Pull out every line of the material that contains the word "tape", treating uppercase and lowercase as different.
## Begin
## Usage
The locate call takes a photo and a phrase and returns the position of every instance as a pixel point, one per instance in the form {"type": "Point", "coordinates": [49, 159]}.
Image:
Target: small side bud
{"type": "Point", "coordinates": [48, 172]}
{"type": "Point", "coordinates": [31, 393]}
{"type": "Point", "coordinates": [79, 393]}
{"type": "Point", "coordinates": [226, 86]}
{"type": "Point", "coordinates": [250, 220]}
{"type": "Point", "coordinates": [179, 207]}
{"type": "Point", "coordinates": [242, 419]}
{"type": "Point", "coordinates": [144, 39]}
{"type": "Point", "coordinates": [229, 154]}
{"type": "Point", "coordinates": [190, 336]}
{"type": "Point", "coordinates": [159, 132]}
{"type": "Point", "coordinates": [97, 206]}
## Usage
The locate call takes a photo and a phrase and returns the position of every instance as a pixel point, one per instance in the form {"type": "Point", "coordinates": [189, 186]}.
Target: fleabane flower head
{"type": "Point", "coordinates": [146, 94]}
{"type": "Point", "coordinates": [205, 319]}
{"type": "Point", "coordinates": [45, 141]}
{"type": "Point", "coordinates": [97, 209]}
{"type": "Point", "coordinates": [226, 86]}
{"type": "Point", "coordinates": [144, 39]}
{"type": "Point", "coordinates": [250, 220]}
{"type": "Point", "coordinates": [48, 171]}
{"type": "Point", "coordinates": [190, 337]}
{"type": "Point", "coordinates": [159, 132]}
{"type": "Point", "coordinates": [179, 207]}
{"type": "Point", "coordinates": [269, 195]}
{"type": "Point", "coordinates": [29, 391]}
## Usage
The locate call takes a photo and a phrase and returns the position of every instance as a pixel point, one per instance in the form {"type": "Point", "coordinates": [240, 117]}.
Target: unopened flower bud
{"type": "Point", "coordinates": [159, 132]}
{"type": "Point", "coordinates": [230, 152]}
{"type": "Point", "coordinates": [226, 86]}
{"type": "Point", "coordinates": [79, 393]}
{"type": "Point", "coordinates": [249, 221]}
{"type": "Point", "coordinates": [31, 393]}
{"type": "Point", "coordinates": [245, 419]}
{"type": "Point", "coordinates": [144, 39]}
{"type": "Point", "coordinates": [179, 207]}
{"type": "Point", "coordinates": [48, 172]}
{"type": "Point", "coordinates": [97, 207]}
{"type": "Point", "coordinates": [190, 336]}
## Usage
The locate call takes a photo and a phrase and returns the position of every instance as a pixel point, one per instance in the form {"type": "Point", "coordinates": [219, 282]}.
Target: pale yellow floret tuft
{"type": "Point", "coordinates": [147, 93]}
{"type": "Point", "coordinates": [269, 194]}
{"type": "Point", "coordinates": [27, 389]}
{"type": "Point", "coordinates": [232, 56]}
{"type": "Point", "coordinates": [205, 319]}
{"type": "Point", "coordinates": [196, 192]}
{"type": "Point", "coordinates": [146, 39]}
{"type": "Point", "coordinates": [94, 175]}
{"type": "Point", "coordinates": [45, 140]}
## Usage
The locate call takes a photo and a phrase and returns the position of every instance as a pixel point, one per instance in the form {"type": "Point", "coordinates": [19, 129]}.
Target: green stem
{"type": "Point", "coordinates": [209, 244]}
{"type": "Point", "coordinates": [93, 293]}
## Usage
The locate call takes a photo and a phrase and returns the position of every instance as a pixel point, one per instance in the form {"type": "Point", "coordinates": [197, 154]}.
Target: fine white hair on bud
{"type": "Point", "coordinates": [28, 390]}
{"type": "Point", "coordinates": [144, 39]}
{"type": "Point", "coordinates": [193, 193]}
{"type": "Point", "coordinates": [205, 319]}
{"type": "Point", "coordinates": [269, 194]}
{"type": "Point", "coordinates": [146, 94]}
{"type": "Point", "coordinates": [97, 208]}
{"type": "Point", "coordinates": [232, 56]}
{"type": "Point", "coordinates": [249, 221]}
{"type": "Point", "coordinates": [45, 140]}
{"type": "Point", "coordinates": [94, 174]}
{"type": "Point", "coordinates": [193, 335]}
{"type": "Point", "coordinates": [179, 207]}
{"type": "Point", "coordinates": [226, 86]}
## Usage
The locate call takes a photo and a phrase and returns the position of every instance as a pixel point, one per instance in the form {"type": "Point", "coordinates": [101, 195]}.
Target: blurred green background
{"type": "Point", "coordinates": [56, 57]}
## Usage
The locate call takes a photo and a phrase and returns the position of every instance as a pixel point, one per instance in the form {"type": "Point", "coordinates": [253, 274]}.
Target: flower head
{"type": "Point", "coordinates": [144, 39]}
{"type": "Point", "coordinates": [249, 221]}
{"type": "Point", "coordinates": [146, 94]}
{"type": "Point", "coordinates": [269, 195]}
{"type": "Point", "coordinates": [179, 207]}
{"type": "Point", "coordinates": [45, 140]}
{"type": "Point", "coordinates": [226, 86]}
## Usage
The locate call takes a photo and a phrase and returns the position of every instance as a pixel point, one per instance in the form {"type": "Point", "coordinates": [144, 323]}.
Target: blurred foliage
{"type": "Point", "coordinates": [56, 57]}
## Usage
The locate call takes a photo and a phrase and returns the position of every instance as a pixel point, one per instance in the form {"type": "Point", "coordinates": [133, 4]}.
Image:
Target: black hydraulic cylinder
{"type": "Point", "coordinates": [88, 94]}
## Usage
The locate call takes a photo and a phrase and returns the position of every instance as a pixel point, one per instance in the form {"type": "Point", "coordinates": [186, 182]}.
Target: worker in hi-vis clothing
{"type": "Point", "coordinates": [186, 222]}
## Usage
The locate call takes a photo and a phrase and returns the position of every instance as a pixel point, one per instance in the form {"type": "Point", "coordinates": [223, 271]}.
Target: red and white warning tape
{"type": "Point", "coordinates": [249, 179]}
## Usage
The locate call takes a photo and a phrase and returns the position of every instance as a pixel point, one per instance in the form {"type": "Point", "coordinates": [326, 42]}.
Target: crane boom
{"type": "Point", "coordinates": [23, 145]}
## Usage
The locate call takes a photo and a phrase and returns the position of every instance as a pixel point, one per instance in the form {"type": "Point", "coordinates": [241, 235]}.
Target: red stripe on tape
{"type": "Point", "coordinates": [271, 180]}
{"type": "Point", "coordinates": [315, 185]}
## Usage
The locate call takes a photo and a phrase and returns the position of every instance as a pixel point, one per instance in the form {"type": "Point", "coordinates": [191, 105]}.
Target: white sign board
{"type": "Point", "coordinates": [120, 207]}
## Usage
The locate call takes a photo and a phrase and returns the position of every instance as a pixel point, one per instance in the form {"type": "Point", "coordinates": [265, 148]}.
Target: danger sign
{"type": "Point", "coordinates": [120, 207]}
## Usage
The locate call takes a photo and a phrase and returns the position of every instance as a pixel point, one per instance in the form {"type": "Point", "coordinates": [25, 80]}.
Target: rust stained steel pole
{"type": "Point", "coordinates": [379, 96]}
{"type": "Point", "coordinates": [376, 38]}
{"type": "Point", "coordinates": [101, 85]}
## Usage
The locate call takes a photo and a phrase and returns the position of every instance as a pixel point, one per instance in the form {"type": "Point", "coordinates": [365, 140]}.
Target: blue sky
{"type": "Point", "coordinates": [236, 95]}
## End
Result below
Target: red and white warning tape
Target: red stripe on tape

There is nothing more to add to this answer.